We brought my son into the hospital, only to come home with a new way of life. In some ways it is hard to believe that it has been one month. In other ways it feels like years!
People keep encouraging us that it will get easier and in some ways it has. Things are becoming more routine and we pretty much have just figured out that you can never really figure out Diabetes. One day his body will react this way, the next day it will react another way. All we can do is go with the flow and deal with the moment. Isn't that how we're supposed to live anyhow? In the moment?
In the day to day managing of his diabetes, I don't get very emotional. We just go through the calculations and the processes just like we're supposed to. Every once in awhile, however, it hits me. Like the other day when I was at the pharmacy with all of the other chronic prescription picker-uppers. The lady in front of me was chatting away about her medications with the pharmacist and they were on a first name basis. I figure that will be me someday very soon.
And when they ask you, as you are about to pay for the prescription, "Did they tell you how much this is going to cost?" I don't know why, but it gets me every time.
Or last night, at 12:30 when we were sitting in my bed waiting for our 15 minutes to pass after drinking his juice so that I could see if his blood glucose levels came up sufficiently, and he nodded off to sleep next to me. That's when it hits me what he's going through and what he has to look forward to for the rest of his life.
But then we both get up the next morning and face the day with a good attitude, and for that I'm grateful.
Another thing that I'm very grateful for is that I have, in a way, been prepared for this over the past 10 years. When we were in the hospital and the nurses told us about how he would have to eat on a regular schedule, how we would have to count carbs and eat healthy I was so grateful that we had already been doing those things.
We've eaten on a schedule ever since I can remember. Breakfast around 7:00, snack at 10, lunch at Noon, snack at 3 and dinner between 5 and 6. Perfect. We've cleaned up our eating considerably during those years and all of our kids know what carbs, fats (healthy vs unhealthy) and proteins are. If I had had to tackle all of that on top of everything else (like injections and monitoring and worrying about those lows) my brain would have exploded. I can see the beauty of being organized even more clearly now because it has made this chaos much more manageable. God is Good! All the time!
So we move forward into our second month of a lifetime. One step at a time as we cling tightly to Jesus' hand and walk this walk with Our Lady of Sorrows who knows exactly how we all feel and is with us every step of the way.

^^^^^^^^

◆ Activity 1
Summarize the diabetes post in two sentences.
◆ Activity 2
Output the diabetes post from "And when they" to "of his life.", copying it word for word.
The entries after this text are not needed for any of the work here.

◆ Dataset excerpts
^^^^^^^^

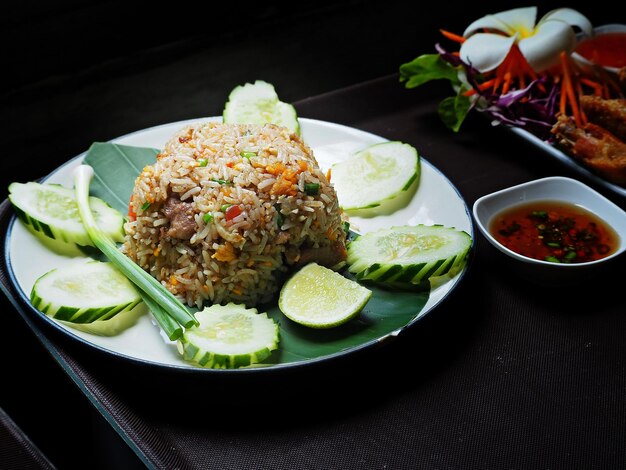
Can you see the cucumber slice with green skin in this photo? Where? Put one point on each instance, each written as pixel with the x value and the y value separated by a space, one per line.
pixel 229 336
pixel 258 103
pixel 84 293
pixel 51 210
pixel 408 255
pixel 376 175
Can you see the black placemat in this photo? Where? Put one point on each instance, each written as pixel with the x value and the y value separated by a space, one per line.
pixel 504 374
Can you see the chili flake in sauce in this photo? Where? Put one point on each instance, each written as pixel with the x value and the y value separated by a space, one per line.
pixel 554 231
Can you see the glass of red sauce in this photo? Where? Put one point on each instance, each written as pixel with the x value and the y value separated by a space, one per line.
pixel 557 228
pixel 606 48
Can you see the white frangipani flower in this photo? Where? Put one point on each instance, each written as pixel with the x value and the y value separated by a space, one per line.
pixel 540 43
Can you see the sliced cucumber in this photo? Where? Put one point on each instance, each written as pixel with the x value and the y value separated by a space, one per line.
pixel 258 103
pixel 376 175
pixel 51 210
pixel 408 255
pixel 229 336
pixel 84 293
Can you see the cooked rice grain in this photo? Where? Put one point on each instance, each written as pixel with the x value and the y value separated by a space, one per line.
pixel 200 174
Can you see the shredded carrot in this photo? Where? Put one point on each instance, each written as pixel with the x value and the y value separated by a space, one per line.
pixel 597 88
pixel 275 168
pixel 569 89
pixel 452 36
pixel 507 82
pixel 562 102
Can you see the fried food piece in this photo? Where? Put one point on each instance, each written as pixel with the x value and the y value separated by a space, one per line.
pixel 610 114
pixel 621 77
pixel 593 146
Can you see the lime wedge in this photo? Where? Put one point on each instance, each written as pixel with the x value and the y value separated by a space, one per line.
pixel 319 297
pixel 258 103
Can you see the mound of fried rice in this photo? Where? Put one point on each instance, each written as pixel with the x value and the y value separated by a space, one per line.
pixel 228 209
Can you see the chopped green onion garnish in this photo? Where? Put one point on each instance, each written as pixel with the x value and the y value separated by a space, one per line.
pixel 312 189
pixel 147 284
pixel 570 255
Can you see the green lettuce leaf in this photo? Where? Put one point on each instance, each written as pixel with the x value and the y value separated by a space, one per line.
pixel 428 67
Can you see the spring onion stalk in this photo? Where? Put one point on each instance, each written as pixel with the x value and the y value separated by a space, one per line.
pixel 170 327
pixel 144 281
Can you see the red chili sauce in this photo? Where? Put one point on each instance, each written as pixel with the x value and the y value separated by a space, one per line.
pixel 605 49
pixel 554 231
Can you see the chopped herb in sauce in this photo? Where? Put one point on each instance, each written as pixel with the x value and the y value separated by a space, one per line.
pixel 554 231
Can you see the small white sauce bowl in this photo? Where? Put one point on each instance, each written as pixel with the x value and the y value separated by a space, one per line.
pixel 597 31
pixel 555 188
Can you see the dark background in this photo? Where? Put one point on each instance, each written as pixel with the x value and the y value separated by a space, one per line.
pixel 75 72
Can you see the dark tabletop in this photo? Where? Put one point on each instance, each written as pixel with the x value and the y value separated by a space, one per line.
pixel 506 373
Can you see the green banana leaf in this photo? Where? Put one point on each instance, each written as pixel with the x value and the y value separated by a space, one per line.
pixel 115 169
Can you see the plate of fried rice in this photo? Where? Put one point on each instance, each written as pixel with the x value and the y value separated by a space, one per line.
pixel 243 257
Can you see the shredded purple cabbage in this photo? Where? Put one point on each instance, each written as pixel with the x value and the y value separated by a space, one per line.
pixel 536 113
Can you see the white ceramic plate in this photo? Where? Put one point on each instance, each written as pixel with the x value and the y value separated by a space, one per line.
pixel 436 202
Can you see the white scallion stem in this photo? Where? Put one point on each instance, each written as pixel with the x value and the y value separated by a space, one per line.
pixel 148 285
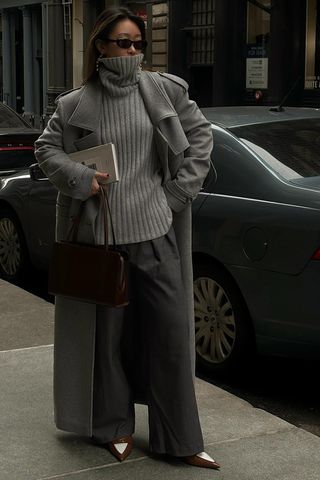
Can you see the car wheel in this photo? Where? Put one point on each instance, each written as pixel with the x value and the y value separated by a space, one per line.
pixel 223 332
pixel 13 252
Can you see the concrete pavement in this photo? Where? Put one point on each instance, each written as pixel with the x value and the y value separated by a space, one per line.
pixel 250 443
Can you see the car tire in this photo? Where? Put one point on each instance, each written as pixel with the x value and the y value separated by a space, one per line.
pixel 223 329
pixel 13 252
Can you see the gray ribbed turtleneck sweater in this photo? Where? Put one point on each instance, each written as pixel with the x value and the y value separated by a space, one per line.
pixel 138 204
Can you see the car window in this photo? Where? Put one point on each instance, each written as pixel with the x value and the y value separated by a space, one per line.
pixel 273 162
pixel 294 143
pixel 8 119
pixel 15 158
pixel 239 173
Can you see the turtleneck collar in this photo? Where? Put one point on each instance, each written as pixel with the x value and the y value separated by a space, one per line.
pixel 120 75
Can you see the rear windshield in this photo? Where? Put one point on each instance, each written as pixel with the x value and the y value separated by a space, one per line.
pixel 13 159
pixel 8 119
pixel 292 148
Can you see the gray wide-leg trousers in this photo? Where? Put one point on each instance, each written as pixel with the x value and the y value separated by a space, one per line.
pixel 156 321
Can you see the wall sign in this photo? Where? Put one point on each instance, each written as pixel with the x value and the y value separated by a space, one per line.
pixel 257 67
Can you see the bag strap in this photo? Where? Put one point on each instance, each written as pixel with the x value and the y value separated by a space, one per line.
pixel 105 205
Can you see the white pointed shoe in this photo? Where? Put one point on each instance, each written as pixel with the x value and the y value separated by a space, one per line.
pixel 121 447
pixel 201 459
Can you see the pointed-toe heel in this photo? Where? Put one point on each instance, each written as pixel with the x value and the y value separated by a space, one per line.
pixel 201 460
pixel 121 447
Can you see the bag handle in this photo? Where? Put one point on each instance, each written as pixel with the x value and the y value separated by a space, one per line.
pixel 105 205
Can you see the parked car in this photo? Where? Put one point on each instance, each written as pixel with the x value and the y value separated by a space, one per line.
pixel 16 141
pixel 256 235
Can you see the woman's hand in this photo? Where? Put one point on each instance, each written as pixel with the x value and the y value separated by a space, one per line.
pixel 99 177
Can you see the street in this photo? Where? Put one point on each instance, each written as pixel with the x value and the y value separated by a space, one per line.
pixel 283 387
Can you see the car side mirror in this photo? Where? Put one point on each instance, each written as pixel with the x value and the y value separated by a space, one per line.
pixel 36 173
pixel 211 178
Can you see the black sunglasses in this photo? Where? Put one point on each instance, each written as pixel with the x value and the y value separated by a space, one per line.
pixel 126 43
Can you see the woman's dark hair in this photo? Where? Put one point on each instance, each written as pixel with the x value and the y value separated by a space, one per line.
pixel 101 31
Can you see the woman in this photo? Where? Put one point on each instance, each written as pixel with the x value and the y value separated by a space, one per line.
pixel 106 358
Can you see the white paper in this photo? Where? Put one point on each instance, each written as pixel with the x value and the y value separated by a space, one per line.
pixel 102 158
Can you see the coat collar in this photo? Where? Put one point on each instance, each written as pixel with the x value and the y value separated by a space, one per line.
pixel 87 113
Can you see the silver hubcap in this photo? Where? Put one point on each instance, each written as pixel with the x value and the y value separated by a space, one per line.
pixel 9 247
pixel 214 321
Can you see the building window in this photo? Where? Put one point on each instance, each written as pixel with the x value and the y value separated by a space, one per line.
pixel 203 17
pixel 258 32
pixel 312 67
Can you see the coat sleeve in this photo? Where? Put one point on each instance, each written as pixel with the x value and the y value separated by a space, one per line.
pixel 196 162
pixel 70 178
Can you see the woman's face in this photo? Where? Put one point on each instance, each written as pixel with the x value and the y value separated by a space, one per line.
pixel 124 29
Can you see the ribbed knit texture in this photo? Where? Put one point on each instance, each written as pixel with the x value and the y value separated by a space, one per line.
pixel 138 204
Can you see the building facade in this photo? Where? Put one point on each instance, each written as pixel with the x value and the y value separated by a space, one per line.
pixel 230 51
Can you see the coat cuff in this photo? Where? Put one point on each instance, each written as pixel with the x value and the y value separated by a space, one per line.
pixel 177 201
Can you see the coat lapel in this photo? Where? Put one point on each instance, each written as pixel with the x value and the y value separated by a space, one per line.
pixel 162 114
pixel 87 115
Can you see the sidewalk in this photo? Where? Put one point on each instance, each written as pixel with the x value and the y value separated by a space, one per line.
pixel 250 443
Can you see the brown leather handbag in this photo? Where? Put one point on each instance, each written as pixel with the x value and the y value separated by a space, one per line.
pixel 90 273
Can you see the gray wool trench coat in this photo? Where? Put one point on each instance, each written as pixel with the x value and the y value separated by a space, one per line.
pixel 184 142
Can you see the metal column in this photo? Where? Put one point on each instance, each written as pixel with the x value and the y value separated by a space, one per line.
pixel 56 54
pixel 8 58
pixel 27 63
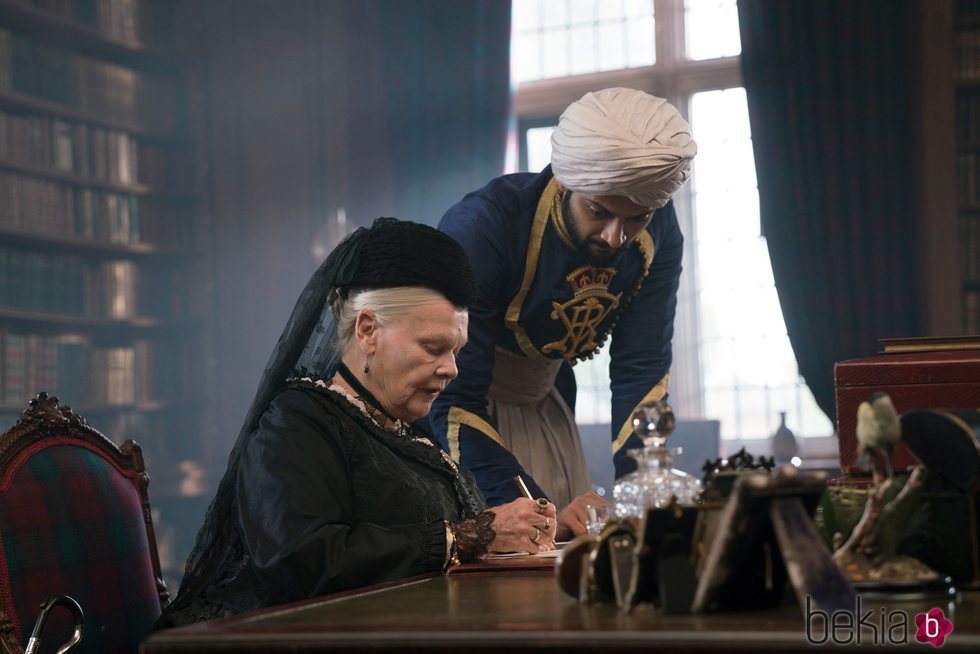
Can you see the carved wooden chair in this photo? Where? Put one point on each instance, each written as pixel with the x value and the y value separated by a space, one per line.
pixel 75 520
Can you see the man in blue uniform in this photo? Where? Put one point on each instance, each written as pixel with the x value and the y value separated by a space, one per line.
pixel 587 250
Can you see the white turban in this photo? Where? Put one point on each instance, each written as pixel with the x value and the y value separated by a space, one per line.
pixel 623 142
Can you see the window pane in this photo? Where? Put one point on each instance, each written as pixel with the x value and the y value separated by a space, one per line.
pixel 574 37
pixel 746 355
pixel 711 29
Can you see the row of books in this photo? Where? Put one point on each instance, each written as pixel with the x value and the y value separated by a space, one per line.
pixel 52 73
pixel 967 55
pixel 81 373
pixel 970 246
pixel 118 290
pixel 78 148
pixel 967 180
pixel 42 206
pixel 116 19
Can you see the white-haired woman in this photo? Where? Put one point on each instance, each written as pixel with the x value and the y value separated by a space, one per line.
pixel 330 486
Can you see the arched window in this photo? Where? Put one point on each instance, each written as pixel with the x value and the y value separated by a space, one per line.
pixel 732 357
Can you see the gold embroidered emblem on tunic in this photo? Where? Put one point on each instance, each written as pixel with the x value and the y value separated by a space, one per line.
pixel 584 312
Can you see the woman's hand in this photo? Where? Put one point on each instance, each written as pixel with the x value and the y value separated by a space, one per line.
pixel 524 526
pixel 573 517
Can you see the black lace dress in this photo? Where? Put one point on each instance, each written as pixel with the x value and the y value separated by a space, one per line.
pixel 329 501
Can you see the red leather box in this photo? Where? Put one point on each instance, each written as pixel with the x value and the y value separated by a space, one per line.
pixel 941 379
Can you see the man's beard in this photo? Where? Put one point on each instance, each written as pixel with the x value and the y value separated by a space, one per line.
pixel 601 254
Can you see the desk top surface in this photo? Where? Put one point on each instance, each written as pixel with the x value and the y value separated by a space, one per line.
pixel 501 610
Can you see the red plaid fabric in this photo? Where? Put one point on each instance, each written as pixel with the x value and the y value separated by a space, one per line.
pixel 71 523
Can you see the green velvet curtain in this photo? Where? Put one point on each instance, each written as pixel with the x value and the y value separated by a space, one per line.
pixel 831 106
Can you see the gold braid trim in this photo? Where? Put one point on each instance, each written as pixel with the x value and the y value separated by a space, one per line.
pixel 460 416
pixel 558 222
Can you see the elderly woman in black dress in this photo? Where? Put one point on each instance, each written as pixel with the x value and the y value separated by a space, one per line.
pixel 330 486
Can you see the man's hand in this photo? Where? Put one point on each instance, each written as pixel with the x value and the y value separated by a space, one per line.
pixel 572 519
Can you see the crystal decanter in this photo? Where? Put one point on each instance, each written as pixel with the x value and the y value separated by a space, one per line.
pixel 654 482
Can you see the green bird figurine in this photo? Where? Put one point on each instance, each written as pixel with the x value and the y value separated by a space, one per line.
pixel 878 429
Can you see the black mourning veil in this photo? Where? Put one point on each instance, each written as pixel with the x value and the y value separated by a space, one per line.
pixel 391 253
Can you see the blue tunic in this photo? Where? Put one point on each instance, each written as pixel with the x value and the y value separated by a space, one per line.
pixel 538 296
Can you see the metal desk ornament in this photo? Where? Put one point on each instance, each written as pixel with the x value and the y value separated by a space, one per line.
pixel 735 551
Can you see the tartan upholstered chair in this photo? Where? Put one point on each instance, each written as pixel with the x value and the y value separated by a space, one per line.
pixel 75 520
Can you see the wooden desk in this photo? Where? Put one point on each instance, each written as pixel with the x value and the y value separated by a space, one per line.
pixel 522 610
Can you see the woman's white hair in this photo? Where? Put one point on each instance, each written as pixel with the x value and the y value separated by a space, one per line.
pixel 387 305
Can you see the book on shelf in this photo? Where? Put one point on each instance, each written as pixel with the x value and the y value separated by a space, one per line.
pixel 929 344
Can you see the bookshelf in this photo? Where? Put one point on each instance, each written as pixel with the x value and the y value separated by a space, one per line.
pixel 103 250
pixel 966 28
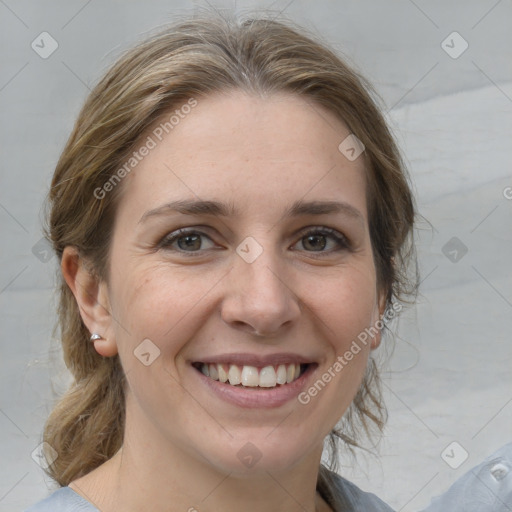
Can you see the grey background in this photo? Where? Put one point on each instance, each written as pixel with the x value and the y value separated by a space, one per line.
pixel 449 376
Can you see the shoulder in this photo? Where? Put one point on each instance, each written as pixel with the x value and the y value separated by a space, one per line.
pixel 63 500
pixel 343 495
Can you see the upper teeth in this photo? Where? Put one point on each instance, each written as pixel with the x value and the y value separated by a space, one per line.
pixel 251 376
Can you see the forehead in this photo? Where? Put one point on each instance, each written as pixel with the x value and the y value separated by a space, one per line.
pixel 260 151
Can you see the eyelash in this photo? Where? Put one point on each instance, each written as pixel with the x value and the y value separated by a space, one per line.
pixel 342 242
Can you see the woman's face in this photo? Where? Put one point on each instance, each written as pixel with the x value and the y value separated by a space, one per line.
pixel 273 267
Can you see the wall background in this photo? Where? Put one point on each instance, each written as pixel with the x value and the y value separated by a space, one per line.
pixel 449 378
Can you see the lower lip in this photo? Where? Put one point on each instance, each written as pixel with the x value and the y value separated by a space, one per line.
pixel 262 398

^^^^^^^^

◆ Task solution 1
A parent looks back on the first month after a son was diagnosed with diabetes and describes how the daily calculations have become routine, though the weight of it still hits at moments like the pharmacy counter or a late-night blood glucose check. The parent is grateful that years of eating on a schedule and learning about carbs, fats and proteins had already prepared the family, and moves into the second month leaning on faith.

◆ Task solution 2
And when they ask you, as you are about to pay for the prescription, "Did they tell you how much this is going to cost?" I don't know why, but it gets me every time.
Or last night, at 12:30 when we were sitting in my bed waiting for our 15 minutes to pass after drinking his juice so that I could see if his blood glucose levels came up sufficiently, and he nodded off to sleep next to me. That's when it hits me what he's going through and what he has to look forward to for the rest of his life.